## EXCERPT TO READ
━━━━━━━━

Friday, November 27, 2009

Black Holes

Black Holes







Black holes are the cold remnants of former stars, so dense that no matter—not even light—is able to escape their powerful gravitational pull.

While most stars end up as white dwarfs or neutron stars, black holes are the last evolutionary stage in the lifetimes of enormous stars that had been at least 10 or 15 times as massive as our own sun.

When giant stars reach the final stages of their lives they often detonate in cataclysms known as supernovae. Such an explosion scatters most of a star into the void of space but leaves behind a large "cold" remnant on which fusion no longer takes place.

In younger stars, nuclear fusion creates energy and a constant outward pressure that exists in balance with the inward pull of gravity caused by the star's own mass. But in the dead remnants of a massive supernova, no force opposes gravity—so the star begins to collapse in upon itself.

With no force to check gravity, a budding black hole shrinks to zero volume—at which point it is infinitely dense. Even the light from such a star is unable to escape its immense gravitational pull. The star's own light becomes trapped in orbit, and the dark star becomes known as a black hole.

Black holes pull matter and even energy into themselves—but no more so than other stars or cosmic objects of similar mass. That means that a black hole with the mass of our own sun would not "suck" objects into it any more than our own sun does with its own gravitational pull.

Planets, light, and other matter must pass close to a black hole in order to be pulled into its grasp. When they reach a point of no return they are said to have entered the event horizon—the point from which any escape is impossible because it requires moving faster than the speed of light.

Small But Powerful

Black holes are small in size. A million-solar-mass hole, like that believed to be at the center of some galaxies, would have a radius of just about two million miles (three million kilometers)—only about four times the size of the sun. A black hole with a mass equal to that of the sun would have a two-mile (three-kilometer) radius.

Because they are so small, distant, and dark, black holes cannot be directly observed. Yet scientists have confirmed their long-held suspicions that they exist. This is typically done by measuring mass in a region of the sky and looking for areas of large, dark mass.
Many black holes exist in binary star systems. These holes may continually pull mass from their neighboring star, growing the black hole and shrinking the other star, until the black hole is large and the companion star has completely vanished.

Extremely large black holes may exist at the center of some galaxies—including our own Milky Way. These massive features may have the mass of 10 to 100 billion suns. They are similar to smaller black holes but grow to enormous size because there is so much matter in the center of the galaxy for them to add. Black holes can accrue limitless amounts of matter; they simply become even denser as their mass increases.

━━━━━━━━

## GIVEN DATA

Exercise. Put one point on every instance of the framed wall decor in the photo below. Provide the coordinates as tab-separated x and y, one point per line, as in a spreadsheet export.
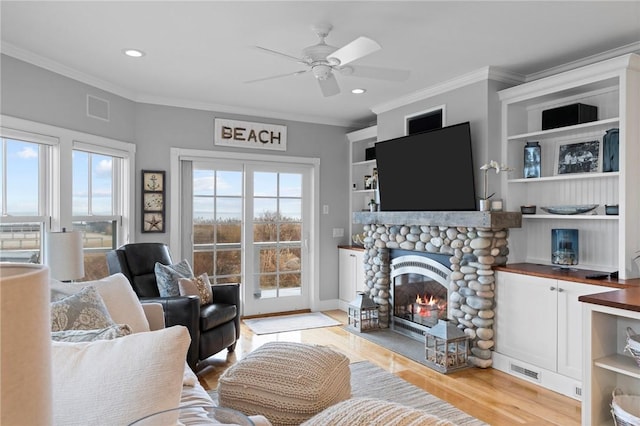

━━━━━━━━

## PROBLEMS AND TASKS
1/ Answer these questions using the piece on black holes:
(a) At least how many times as massive as our sun were the stars that end as black holes?
(b) What radius would a black hole with the same mass as the sun have?
(c) How much mass may the very large black holes at the centers of some galaxies have?
2/ Repeat the part of the piece on black holes that opens with the words containing "Because they are" and closes with "large, dark mass.".
3/ Carry the piece on black holes forward from its final sentence.

## EXPECTED ANSWERS
1/
(a) At least 10 or 15 times as massive.
(b) A two-mile (three-kilometer) radius.
(c) The mass of 10 to 100 billion suns.

2/
Because they are so small, distant, and dark, black holes cannot be directly observed. Yet scientists have confirmed their long-held suspicions that they exist. This is typically done by measuring mass in a region of the sky and looking for areas of large, dark mass.

3/
Black holes capture the public's imagination and feature prominently in extremely theoretical concepts like wormholes. These "tunnels" could allow rapid travel through space and time—but there is no evidence that they exist.



Beyond Any Reasonable Doubt: A Supermassive Black Hole Lives in Centre of Our Galaxy




One the one hand, this might not be surprising news, but on the other, the implications are startling. A supermassive black hole (called Sagittarius A*) lives at the centre of the Milky Way. This is the conclusion of a 16 year observation campaign of a region right in the centre of our galaxy where 28 stars have been tracked, orbiting a common, invisible point.

Usually these stars would be obscured by the gas and dust in that region, but the European Southern Observatory (ESO) in Chile has used its infrared telescopes to peer deep into the black hole's lair. Judging by the orbital trajectories of these 28 stars, astronomers have not only been able to pinpoint the black hole's location, they have also deduced its mass…

It has been long recognised that supermassive black holes probably occupy the centres of most galaxies, from dwarf galaxies to thin galactic disks to large spiral galaxies; the majority of galaxies appear to have them. But actually seeing a black hole is no easy task; astronomers depend on observing the effect a supermassive black hole has on the surrounding gas, dust and stars rather than seeing the object itself (after all, by definition, a black hole is black).



In 1992, astronomers using the ESO's 3.5-metre New Technology Telescope in Chile turned their attentions on our very own galactic core to begin an unprecedented observation campaign. Since 2002, the 8.2-metre Very Large Telescope (VLT) was also put to use. 16 years later, with over 50 nights of total observation time, the results are in.


By tracking individual stars orbiting a common point, ESO researchers have derived the best empirical evidence yet for the existence of a 4 million solar mass black hole. All the stars are moving rapidly, one star even completed a full orbit within those 16 years, allowing astronomers to indirectly study the mysterious beast driving our galaxy.

Apart from being the most detailed study of Sagittarius A*'s neighbourhood (the techniques used in this study are six-times more precise than any study before it), the ESO astronomers also deduced the most precise measurement of the distance from the galactic centre to the Solar System; our supermassive black hole lies a safe 27,000 light years away.

Quite simply, the object influencing these stars must be a supermassive black hole, there is no other explanation out there. Does this mean black holes have an even firmer standing as a cosmological "fact" rather than "theory"? It would appear so…


Sources: ESO, BBC




Invading black holes explain cosmic flashes





Black holes are invading stars, providing a radical explanation to bright flashes in the universe that are one of the biggest mysteries in astronomy today.


The flashes, known as gamma ray bursts, are beams of high energy radiation – similar to the radiation emitted by explosions of nuclear weapons – produced by jets of plasma from massive dying stars.

The orthodox model for this cosmic jet engine involves plasma being heated by neutrinos in a disk of matter that forms around a black hole, which is created when a star collapses.

But mathematicians at the University of Leeds have come up with a different explanation: the jets come directly from black holes, which can dive into nearby massive stars and devour them.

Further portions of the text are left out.